• [Texte choisi]:
Le marché des Gobelins
Le Figaro — 6 aout 1867
Nous avons fait hier un voyage d'exploration dans les régions lointaines et inhospitalières du 13e arrondissement. Nous y avons découvert un nouveau marché, construit en briques et sur caves, d'après le système si heureusement adopté aujourd'hui.

Ce marché est assurément, après les halles centrales, le mieux réussi. Son appropriation utile n'exclut pas une certaine élégance. Il est vaste, aéré, léger de construction, affectant la forme d'un long rectangle terminé en pentagone à ses deux extrémités.
Il est situé entre la manufacture des Gobelins et l'ancienne barrière d'Italie ou de Fontainebleau, sur le côté gauche en sortant de Paris. Ce spécimen du Paris nouveau semble étonné de se trouver là en avant-garde c'est comme une carte de visite déposée par M. Haussmann dans les quartiers éloignés ou primitifs où rôtit le filet de cheval.

De grands mouvements de terrain devant avoir lieu l'année prochaine pour adoucir les pentes de la rue Mouffetard et du boulevard de l'Hôpital, le marché, dont les deux entrées principales font face à ces deux voies, se trouve actuellement en. contre-bas de trois mètres au moins, mais des travaux partiels et provisoires sont entrepris pour le rendre abordable.

• [Exercices à faire]:
1. Dans le texte sur le marché des Gobelins, nommez les deux lieux entre lesquels se trouve le marché, puis les deux voies auxquelles font face ses entrées principales.
2. Recopiez le passage du texte sur le marché des Gobelins qui s'ouvre sur « Il est situé » et se termine après « filet de cheval. », en y substituant « lettre de recommandation » à « carte de visite ».
3. Le texte sur le marché des Gobelins confirme-t-il ces affirmations ? (a) Le marché est bâti en briques. (b) Le marché est du côté droit quand on sort de Paris. (c) Le marché a la forme d'un carré. Répondez par oui ou non, en citant chaque fois les mots du texte qui tranchent.
On peut se passer du matériel pour faire ces exercices.

• [Matériel fourni]:
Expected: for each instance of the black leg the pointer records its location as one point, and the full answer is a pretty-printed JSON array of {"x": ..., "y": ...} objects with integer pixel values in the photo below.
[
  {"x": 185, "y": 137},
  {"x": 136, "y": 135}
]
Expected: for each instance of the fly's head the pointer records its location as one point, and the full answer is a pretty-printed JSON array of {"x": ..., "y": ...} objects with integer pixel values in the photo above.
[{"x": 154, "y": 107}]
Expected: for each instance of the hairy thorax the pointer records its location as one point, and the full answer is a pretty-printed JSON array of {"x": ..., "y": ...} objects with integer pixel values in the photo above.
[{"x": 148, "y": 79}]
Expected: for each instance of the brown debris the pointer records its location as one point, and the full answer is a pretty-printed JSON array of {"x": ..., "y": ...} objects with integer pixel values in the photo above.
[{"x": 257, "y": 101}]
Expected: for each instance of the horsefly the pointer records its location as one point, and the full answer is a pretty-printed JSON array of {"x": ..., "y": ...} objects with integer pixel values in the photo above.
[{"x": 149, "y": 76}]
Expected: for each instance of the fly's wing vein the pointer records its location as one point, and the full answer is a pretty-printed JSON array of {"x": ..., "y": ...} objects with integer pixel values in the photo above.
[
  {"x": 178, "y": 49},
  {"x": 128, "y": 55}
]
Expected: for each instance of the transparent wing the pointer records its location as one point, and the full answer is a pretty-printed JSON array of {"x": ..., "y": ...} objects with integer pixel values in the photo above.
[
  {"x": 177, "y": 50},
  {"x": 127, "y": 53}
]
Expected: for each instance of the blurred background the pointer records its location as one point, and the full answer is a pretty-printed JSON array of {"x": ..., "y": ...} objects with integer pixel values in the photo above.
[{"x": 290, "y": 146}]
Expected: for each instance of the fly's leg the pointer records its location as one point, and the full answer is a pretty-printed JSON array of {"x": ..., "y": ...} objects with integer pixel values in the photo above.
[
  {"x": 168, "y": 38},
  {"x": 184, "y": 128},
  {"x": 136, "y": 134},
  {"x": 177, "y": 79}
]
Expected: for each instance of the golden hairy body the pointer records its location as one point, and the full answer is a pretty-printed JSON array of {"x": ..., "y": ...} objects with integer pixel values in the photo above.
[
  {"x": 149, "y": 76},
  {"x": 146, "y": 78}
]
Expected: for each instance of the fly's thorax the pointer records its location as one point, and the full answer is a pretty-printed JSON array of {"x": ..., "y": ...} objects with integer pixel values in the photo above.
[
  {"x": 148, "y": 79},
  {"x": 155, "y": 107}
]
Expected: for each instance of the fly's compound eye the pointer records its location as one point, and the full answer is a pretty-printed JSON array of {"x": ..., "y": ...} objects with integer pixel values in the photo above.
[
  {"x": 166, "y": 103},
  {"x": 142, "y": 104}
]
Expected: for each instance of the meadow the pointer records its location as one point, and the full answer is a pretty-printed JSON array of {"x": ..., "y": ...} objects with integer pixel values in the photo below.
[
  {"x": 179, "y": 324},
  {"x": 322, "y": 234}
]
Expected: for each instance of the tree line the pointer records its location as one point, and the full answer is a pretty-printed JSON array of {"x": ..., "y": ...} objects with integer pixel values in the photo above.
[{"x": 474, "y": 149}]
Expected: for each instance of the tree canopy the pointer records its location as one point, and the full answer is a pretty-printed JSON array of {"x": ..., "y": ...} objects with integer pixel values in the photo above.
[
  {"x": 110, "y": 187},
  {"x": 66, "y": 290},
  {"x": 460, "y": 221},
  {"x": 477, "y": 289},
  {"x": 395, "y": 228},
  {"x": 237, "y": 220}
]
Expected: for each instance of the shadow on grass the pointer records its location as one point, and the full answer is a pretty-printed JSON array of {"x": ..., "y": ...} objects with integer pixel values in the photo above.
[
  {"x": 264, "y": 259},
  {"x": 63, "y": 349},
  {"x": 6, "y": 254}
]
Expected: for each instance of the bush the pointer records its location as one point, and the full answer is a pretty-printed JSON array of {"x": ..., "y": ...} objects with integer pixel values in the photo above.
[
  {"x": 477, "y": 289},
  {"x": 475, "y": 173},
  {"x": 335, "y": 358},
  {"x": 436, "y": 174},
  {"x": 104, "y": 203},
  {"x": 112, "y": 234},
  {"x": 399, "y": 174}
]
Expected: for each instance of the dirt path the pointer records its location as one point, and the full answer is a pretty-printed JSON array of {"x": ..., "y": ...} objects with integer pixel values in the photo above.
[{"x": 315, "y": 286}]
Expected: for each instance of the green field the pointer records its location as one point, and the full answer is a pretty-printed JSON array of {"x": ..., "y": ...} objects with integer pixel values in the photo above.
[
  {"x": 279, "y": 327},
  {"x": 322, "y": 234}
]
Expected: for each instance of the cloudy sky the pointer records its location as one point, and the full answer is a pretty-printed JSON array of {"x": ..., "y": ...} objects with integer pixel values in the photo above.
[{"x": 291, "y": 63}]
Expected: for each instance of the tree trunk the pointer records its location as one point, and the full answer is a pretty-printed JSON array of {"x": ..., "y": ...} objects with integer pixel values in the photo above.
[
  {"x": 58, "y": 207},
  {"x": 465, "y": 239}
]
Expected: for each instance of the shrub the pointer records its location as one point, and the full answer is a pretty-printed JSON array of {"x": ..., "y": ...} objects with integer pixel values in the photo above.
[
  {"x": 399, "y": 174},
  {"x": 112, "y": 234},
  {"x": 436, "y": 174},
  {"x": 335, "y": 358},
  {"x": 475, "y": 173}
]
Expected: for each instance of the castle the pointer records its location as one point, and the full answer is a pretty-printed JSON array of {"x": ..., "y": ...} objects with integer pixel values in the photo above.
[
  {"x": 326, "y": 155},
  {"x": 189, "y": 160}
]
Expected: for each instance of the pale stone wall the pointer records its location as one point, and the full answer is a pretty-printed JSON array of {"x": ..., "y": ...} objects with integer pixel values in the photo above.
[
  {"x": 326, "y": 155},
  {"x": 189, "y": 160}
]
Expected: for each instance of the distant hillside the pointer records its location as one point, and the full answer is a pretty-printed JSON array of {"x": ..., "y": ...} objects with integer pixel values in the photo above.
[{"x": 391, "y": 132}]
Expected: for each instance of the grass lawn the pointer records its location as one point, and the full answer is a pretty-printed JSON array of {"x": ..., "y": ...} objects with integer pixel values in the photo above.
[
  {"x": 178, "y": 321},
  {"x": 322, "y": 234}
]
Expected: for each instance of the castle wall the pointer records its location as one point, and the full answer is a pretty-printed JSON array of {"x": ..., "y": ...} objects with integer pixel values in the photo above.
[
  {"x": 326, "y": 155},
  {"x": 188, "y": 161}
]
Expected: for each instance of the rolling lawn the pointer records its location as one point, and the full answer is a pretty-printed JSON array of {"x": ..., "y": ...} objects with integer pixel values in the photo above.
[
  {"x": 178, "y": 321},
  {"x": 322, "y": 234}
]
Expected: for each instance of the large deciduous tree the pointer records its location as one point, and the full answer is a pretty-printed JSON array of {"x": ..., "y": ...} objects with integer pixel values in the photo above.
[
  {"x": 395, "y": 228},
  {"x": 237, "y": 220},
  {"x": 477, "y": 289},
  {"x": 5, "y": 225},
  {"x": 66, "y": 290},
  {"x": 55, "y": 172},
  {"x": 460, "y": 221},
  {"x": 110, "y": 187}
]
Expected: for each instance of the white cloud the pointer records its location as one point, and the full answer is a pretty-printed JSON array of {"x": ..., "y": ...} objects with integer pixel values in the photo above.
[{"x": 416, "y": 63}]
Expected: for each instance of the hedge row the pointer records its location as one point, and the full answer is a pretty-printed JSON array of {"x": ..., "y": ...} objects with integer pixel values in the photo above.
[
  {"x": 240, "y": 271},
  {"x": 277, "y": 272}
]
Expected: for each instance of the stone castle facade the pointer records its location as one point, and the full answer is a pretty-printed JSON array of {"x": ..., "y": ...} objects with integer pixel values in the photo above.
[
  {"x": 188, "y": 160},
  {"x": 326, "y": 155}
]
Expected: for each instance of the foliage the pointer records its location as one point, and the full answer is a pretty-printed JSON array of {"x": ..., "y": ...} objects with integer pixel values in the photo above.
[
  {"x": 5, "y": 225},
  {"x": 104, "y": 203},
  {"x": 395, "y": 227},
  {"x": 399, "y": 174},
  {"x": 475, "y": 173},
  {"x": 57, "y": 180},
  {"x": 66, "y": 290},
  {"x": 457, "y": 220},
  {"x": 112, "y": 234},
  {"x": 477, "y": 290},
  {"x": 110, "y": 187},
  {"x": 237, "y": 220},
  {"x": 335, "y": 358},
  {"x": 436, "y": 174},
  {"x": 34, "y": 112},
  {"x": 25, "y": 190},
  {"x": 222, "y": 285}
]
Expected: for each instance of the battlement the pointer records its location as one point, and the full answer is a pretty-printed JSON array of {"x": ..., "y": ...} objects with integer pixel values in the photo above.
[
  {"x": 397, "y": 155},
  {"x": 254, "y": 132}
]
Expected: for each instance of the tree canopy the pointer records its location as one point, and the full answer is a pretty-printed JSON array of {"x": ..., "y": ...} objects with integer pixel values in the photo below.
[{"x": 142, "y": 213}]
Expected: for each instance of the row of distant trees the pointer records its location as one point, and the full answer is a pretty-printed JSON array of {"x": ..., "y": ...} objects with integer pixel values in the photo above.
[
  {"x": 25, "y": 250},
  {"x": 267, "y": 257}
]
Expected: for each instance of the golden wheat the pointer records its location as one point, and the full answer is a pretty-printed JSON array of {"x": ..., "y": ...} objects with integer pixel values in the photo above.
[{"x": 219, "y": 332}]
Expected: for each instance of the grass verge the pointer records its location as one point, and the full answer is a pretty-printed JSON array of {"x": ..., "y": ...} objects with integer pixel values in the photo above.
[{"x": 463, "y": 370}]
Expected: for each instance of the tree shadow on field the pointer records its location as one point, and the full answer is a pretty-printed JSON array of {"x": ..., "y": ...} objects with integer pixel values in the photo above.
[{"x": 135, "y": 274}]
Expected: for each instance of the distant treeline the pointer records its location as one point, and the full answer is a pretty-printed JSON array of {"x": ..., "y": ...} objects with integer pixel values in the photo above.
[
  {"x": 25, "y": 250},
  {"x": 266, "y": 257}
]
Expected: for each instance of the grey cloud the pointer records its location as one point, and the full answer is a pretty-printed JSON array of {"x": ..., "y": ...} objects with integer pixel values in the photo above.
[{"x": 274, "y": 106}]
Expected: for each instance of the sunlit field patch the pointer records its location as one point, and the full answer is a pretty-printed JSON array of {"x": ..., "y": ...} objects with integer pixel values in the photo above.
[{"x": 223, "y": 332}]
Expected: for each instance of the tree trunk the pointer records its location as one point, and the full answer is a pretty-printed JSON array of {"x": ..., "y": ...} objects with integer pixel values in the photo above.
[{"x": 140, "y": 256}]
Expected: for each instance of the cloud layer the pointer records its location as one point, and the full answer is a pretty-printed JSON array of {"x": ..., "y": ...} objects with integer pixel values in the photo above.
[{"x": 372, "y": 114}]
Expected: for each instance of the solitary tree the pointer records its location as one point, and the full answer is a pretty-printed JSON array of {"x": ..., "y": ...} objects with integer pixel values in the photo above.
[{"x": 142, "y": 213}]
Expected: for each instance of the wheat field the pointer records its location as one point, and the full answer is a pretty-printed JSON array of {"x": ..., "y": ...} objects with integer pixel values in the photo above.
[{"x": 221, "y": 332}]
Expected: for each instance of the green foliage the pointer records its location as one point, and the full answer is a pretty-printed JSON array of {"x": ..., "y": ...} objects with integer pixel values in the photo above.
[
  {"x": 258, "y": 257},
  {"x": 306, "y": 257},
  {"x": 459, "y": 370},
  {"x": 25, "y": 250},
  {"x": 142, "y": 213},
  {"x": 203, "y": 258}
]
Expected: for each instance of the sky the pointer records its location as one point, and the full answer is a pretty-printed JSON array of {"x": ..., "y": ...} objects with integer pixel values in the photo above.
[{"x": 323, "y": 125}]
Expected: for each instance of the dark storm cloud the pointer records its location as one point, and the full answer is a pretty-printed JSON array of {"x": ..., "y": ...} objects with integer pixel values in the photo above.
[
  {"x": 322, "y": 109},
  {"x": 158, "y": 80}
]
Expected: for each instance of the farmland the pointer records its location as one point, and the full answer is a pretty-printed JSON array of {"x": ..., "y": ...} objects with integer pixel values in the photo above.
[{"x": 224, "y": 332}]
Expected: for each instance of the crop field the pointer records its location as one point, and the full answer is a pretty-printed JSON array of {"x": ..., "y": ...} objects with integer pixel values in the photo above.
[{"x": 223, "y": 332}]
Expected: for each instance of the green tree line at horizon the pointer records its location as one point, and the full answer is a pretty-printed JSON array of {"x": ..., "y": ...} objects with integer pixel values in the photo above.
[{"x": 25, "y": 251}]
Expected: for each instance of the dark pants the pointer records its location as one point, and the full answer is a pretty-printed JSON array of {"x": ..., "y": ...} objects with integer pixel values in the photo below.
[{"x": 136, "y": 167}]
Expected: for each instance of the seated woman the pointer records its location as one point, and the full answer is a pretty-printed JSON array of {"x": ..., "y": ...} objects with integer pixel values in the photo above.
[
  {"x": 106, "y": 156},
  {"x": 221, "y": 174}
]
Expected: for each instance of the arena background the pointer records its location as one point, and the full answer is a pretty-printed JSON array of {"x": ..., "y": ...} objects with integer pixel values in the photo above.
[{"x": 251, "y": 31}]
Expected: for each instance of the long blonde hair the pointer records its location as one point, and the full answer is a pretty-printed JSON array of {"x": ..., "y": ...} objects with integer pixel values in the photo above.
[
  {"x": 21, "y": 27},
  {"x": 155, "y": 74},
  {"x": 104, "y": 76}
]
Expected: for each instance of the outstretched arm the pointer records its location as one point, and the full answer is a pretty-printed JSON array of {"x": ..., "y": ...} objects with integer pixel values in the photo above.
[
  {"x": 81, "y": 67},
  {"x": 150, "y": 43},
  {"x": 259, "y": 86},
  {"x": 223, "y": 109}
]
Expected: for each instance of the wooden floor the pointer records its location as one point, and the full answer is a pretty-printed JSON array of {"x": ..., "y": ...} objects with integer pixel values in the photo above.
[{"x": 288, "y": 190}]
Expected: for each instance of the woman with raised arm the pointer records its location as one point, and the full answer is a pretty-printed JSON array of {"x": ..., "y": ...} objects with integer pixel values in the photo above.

• [Réponses fournies]:
1. Le marché se trouve entre la manufacture des Gobelins et l'ancienne barrière d'Italie ou de Fontainebleau. Ses entrées principales font face à la rue Mouffetard et au boulevard de l'Hôpital.

2.
Il est situé entre la manufacture des Gobelins et l'ancienne barrière d'Italie ou de Fontainebleau, sur le côté gauche en sortant de Paris. Ce spécimen du Paris nouveau semble étonné de se trouver là en avant-garde c'est comme une lettre de recommandation déposée par M. Haussmann dans les quartiers éloignés ou primitifs où rôtit le filet de cheval.

3.
(a) Oui : « construit en briques et sur caves ».
(b) Non : « sur le côté gauche en sortant de Paris ».
(c) Non : « affectant la forme d'un long rectangle terminé en pentagone à ses deux extrémités ».